**** Data for this task ****
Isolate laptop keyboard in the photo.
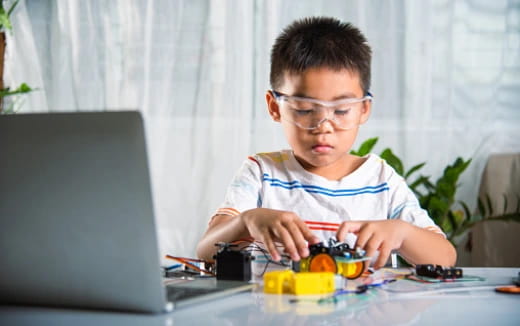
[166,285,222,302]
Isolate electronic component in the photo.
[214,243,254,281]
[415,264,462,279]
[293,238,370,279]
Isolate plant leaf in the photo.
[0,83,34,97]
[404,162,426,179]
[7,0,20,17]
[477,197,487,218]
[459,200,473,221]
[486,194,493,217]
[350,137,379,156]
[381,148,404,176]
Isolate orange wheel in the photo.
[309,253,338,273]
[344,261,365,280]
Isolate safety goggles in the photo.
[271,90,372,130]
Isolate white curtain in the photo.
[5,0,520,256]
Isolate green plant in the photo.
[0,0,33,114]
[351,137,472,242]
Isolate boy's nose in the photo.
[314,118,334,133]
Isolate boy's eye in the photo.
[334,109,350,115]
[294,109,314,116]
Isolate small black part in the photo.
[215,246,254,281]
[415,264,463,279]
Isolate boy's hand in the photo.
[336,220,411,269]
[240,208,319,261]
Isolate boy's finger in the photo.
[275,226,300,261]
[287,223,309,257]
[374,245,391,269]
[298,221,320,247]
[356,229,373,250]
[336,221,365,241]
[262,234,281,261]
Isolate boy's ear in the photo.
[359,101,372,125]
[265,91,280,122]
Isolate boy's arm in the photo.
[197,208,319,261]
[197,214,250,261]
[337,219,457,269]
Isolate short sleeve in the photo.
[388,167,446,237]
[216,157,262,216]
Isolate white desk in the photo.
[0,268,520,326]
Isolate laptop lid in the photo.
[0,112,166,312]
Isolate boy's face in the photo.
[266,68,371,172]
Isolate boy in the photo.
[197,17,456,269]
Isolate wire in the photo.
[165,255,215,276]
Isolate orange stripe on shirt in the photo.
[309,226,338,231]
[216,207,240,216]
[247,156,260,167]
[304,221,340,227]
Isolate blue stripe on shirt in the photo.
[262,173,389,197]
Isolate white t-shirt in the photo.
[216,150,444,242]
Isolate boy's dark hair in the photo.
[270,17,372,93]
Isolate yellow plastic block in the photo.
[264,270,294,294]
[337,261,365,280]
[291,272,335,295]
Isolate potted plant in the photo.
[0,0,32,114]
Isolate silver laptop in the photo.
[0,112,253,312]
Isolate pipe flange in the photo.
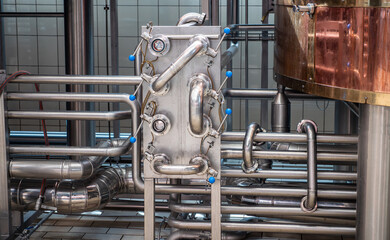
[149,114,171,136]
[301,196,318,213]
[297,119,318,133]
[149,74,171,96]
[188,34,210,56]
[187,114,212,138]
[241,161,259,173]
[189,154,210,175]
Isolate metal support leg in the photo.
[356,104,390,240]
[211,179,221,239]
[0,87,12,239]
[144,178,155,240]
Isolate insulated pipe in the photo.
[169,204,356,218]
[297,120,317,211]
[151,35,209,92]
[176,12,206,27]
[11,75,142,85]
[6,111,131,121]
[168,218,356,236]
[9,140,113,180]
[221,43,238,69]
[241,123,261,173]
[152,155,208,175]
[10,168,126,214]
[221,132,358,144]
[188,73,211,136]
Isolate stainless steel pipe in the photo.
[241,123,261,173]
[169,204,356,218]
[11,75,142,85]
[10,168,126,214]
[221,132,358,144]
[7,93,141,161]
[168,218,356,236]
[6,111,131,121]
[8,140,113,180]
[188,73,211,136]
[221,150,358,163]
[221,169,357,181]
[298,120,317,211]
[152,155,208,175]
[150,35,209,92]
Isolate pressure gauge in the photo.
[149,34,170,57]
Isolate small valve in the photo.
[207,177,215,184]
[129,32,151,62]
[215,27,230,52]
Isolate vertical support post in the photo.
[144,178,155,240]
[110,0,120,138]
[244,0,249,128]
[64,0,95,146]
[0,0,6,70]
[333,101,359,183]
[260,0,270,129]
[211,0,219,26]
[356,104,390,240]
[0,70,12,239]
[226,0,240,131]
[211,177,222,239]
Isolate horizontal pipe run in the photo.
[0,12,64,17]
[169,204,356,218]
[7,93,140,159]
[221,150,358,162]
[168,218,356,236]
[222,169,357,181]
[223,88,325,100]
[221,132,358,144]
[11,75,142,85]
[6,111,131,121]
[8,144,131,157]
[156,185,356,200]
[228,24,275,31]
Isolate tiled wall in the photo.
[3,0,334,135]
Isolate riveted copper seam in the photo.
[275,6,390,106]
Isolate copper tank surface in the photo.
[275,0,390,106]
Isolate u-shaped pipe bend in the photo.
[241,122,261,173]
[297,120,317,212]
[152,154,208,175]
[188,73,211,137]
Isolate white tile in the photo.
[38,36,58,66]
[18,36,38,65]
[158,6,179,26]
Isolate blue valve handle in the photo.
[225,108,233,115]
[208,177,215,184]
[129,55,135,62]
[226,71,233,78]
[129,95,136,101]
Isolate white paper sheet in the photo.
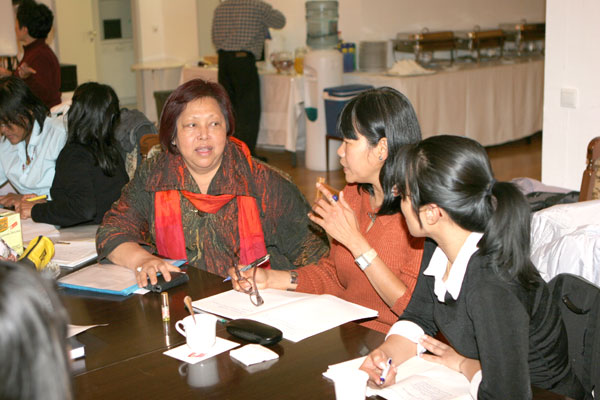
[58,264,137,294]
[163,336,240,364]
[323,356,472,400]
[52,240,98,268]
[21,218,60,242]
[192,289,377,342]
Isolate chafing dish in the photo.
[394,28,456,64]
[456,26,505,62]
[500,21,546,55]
****
#### Instructions for the task
Can you change every "photo" in the listing above to "image", keep all else the same, and leave the pictures out?

#### Exercise output
Isolate laptop keyboard in the image.
[166,285,222,302]
Isolate electronic component in the image.
[214,243,254,281]
[415,264,462,279]
[293,238,370,279]
Isolate plant leaf in the image.
[0,83,34,97]
[404,162,426,179]
[7,0,20,17]
[477,197,487,218]
[459,200,473,221]
[486,194,493,217]
[350,137,379,156]
[381,148,404,176]
Isolate orange wheel in the image.
[309,253,338,273]
[344,261,365,280]
Isolate safety goggles in the image.
[271,90,372,130]
Isolate white curtain in the image.
[5,0,520,256]
Isolate green plant in the image.
[0,0,33,114]
[351,137,472,242]
Isolate boy's nose in the image.
[314,118,334,133]
Isolate boy's eye in the image.
[334,109,350,115]
[294,109,314,116]
Isolate small black part in the image.
[215,246,254,281]
[415,264,463,279]
Isolate boy's hand in the image.
[336,220,411,269]
[240,208,319,261]
Isolate boy's finger in the image.
[275,226,300,261]
[287,223,309,257]
[374,245,391,269]
[298,221,320,247]
[356,229,373,250]
[336,221,365,241]
[262,234,281,261]
Isolate boy's ear in the image.
[359,101,372,125]
[265,91,280,122]
Isolate boy's arm in the image.
[197,208,319,261]
[197,214,250,261]
[337,219,457,269]
Isolate short sleeve in the image.
[388,167,446,237]
[216,157,262,216]
Isolate white desk in the image.
[0,268,520,326]
Isolate laptop lid in the image.
[0,112,166,312]
Isolate boy's face in the image.
[266,68,371,172]
Isolate boy in the image.
[197,17,456,269]
Isolate wire in the image.
[165,255,215,276]
Isolate orange stripe on shirt in the image.
[309,226,338,231]
[216,207,240,216]
[247,156,260,167]
[304,221,340,227]
Isolate blue stripe on shirt in the image.
[262,173,389,197]
Isolate white t-shirt in the image.
[216,150,444,242]
Isolate boy's dark hair in the image.
[270,17,372,93]
Isolate yellow plastic block in the image.
[264,270,294,294]
[337,261,365,280]
[291,272,335,295]
Isolate potted plant in the image.
[0,0,32,114]
Isolate silver laptop in the image.
[0,112,253,312]
Isolate pipe flange in the image.
[149,114,171,136]
[301,196,318,213]
[297,119,318,133]
[149,74,171,96]
[188,34,210,56]
[187,114,212,138]
[241,161,259,173]
[189,154,210,175]
Isolate metal support leg in the image.
[356,104,390,240]
[211,179,221,239]
[0,87,12,239]
[144,178,155,240]
Isolate insulated pipe in the image.
[169,204,356,218]
[297,120,317,211]
[151,35,209,92]
[176,12,206,27]
[11,75,142,85]
[6,111,131,121]
[168,218,356,236]
[9,140,113,180]
[221,43,238,69]
[241,123,261,173]
[152,155,208,175]
[10,168,126,214]
[221,132,358,144]
[188,73,211,136]
Isolate stainless steel pipe in the image.
[241,123,261,173]
[169,204,356,218]
[11,75,142,85]
[10,168,126,214]
[221,132,358,144]
[7,93,141,161]
[168,218,356,236]
[6,111,131,121]
[8,140,113,180]
[188,73,211,136]
[221,150,358,163]
[221,169,357,181]
[298,120,317,211]
[152,155,208,175]
[150,35,209,92]
Isolate pressure gauge in the image.
[149,34,170,57]
Isolate small valve in the image.
[207,177,215,184]
[129,32,151,62]
[215,27,230,52]
Isolate vertical support post in the image.
[144,178,155,240]
[110,0,120,138]
[244,0,249,128]
[64,0,95,146]
[0,0,6,70]
[333,101,359,183]
[260,0,270,129]
[211,0,219,26]
[356,104,390,240]
[0,70,12,239]
[226,0,240,131]
[211,177,222,239]
Isolate horizontal pipe run in the image.
[0,12,64,17]
[169,204,356,218]
[7,93,140,159]
[221,150,358,162]
[168,218,356,236]
[222,169,357,181]
[223,88,325,100]
[221,132,358,144]
[11,75,142,85]
[6,111,131,121]
[8,144,131,157]
[156,185,356,200]
[228,24,275,31]
Isolate tiled wall in the image.
[3,0,334,135]
Isolate riveted copper seam in the image.
[275,6,390,106]
Isolate copper tank surface in the image.
[275,0,390,106]
Isolate u-shaped pipe bend in the image.
[241,122,261,173]
[297,120,317,212]
[152,154,208,175]
[188,73,211,137]
Isolate white tile in the image.
[38,36,58,66]
[18,36,38,65]
[158,6,179,26]
Isolate blue valve handle in the image.
[225,108,233,115]
[208,177,215,184]
[129,55,135,62]
[226,71,233,78]
[129,95,136,101]
Isolate white paper sheet in the image.
[58,264,137,294]
[163,336,240,364]
[323,356,472,400]
[52,240,98,268]
[21,218,60,242]
[192,289,377,342]
Isolate chafing dish in the image.
[394,28,456,64]
[456,26,505,62]
[500,21,546,55]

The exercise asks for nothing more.